**To be done**
Could you reproduce the lines from the very first one through the line containing "[[[9,108],[8,188],[20,192],[20,139],[22,133],[22,109],[21,104]]]", with "outline" replaced by "trace" and nothing else changed? Leave the pictures out.

/---

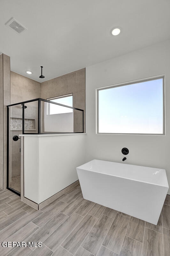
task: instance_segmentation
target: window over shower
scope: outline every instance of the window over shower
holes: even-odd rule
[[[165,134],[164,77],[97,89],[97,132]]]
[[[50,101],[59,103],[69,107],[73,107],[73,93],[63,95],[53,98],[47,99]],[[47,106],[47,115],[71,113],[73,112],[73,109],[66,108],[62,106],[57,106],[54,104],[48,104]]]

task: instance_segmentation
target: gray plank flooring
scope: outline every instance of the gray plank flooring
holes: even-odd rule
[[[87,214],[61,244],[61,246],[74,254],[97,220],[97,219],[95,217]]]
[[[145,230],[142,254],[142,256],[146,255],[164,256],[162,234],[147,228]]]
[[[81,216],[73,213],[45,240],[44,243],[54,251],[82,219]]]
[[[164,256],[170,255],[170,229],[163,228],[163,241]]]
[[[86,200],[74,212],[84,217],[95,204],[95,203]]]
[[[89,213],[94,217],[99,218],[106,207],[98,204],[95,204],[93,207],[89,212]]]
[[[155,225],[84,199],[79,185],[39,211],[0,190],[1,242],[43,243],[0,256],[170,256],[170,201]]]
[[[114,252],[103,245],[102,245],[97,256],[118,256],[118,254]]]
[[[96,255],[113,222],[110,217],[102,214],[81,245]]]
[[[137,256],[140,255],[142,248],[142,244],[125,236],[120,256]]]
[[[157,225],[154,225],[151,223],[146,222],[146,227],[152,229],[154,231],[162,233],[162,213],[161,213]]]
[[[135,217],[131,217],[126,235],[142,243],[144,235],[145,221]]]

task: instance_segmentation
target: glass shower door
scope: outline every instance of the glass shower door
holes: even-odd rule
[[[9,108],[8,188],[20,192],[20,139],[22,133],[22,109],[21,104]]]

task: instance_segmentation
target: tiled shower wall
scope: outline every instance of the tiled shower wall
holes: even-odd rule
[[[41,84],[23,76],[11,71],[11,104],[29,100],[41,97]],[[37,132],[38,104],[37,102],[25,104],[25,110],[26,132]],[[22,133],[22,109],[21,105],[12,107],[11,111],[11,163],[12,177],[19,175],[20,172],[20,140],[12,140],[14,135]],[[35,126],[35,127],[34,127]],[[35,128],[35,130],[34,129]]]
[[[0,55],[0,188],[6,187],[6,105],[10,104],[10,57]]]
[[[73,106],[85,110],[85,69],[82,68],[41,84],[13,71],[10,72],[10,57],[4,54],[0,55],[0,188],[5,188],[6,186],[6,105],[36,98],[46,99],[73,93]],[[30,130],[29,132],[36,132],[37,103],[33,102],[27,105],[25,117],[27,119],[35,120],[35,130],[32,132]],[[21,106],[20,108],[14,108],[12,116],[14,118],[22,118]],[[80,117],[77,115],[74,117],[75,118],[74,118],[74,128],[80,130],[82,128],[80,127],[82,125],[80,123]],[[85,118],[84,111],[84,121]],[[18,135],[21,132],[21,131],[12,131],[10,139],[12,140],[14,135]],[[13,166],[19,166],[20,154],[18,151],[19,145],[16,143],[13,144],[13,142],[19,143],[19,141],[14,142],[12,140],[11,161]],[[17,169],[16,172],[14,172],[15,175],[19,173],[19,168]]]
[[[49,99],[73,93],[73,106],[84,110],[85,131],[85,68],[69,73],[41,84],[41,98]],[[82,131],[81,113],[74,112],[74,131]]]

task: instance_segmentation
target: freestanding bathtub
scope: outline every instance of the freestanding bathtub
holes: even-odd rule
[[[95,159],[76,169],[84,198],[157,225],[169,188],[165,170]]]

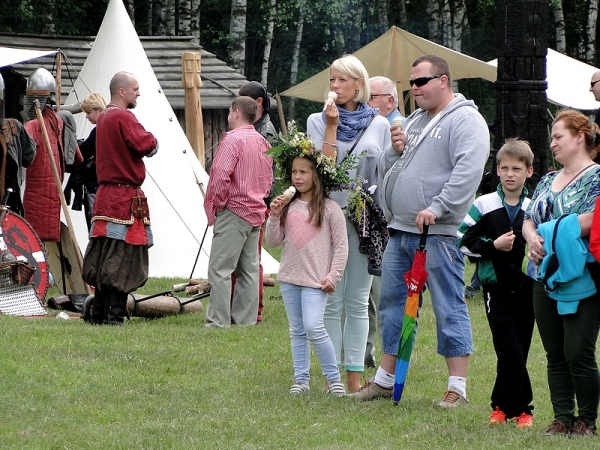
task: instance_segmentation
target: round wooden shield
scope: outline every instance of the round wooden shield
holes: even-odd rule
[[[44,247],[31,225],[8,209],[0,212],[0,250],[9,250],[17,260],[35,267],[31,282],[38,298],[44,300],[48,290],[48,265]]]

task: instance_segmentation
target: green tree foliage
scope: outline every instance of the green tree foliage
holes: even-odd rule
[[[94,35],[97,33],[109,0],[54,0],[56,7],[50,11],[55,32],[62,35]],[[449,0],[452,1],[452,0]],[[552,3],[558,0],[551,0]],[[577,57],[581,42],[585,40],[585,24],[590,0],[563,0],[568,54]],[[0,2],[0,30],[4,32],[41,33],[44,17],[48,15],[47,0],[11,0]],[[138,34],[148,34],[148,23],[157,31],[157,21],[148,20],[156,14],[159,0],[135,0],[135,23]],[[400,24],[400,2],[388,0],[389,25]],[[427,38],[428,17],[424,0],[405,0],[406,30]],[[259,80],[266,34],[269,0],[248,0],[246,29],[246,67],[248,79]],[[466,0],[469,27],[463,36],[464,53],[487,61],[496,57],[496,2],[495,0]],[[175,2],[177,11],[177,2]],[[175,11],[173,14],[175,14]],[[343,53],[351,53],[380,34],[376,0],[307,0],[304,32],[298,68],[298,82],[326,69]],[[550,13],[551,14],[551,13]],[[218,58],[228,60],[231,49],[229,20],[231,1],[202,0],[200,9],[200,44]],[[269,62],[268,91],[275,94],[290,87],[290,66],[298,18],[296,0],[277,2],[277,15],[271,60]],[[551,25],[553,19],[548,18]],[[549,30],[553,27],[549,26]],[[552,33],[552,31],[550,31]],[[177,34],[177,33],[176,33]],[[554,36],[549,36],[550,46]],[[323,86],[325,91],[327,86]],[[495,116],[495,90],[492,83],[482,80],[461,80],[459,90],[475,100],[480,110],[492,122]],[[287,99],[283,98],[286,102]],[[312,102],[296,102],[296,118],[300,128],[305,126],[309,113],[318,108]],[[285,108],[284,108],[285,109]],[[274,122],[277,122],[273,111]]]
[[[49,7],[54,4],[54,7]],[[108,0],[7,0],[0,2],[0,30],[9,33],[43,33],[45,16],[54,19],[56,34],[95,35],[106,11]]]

\---

**Response to this exercise**
task: instance_segmentation
target: window over shower
scope: trace every instance of the window over shower
holes: even-odd rule
[[[165,134],[164,77],[97,89],[97,132]]]
[[[50,101],[59,103],[69,107],[73,107],[73,93],[63,95],[53,98],[47,99]],[[47,106],[47,115],[71,113],[73,112],[73,109],[66,108],[62,106],[57,106],[54,104],[48,104]]]

task: instance_segmentation
target: gray plank flooring
scope: trace every instance of the gray plank flooring
holes: even-odd rule
[[[87,214],[61,244],[61,246],[74,254],[97,220],[97,219],[95,217]]]
[[[145,230],[142,254],[142,256],[146,255],[164,256],[162,234],[147,228]]]
[[[81,216],[73,213],[45,240],[44,243],[54,251],[82,219]]]
[[[164,256],[170,255],[170,229],[163,228],[163,241]]]
[[[86,200],[74,212],[84,217],[95,204],[95,203]]]
[[[89,213],[94,217],[99,218],[106,207],[98,204],[95,204],[93,207],[89,212]]]
[[[155,225],[84,199],[79,185],[39,211],[0,190],[1,242],[43,243],[0,256],[170,256],[170,201]]]
[[[114,252],[103,245],[102,245],[97,256],[118,256],[118,254]]]
[[[96,255],[113,222],[110,217],[102,214],[81,245]]]
[[[137,256],[140,255],[142,248],[142,244],[125,236],[120,256]]]
[[[157,225],[154,225],[151,223],[146,222],[146,227],[152,229],[154,231],[162,233],[162,213],[161,213]]]
[[[135,217],[131,217],[126,235],[142,243],[144,235],[145,221]]]

task: instance_segmentation
target: glass shower door
scope: trace every instance of the glass shower door
holes: even-odd rule
[[[9,108],[8,188],[20,192],[20,139],[22,133],[22,109],[21,104]]]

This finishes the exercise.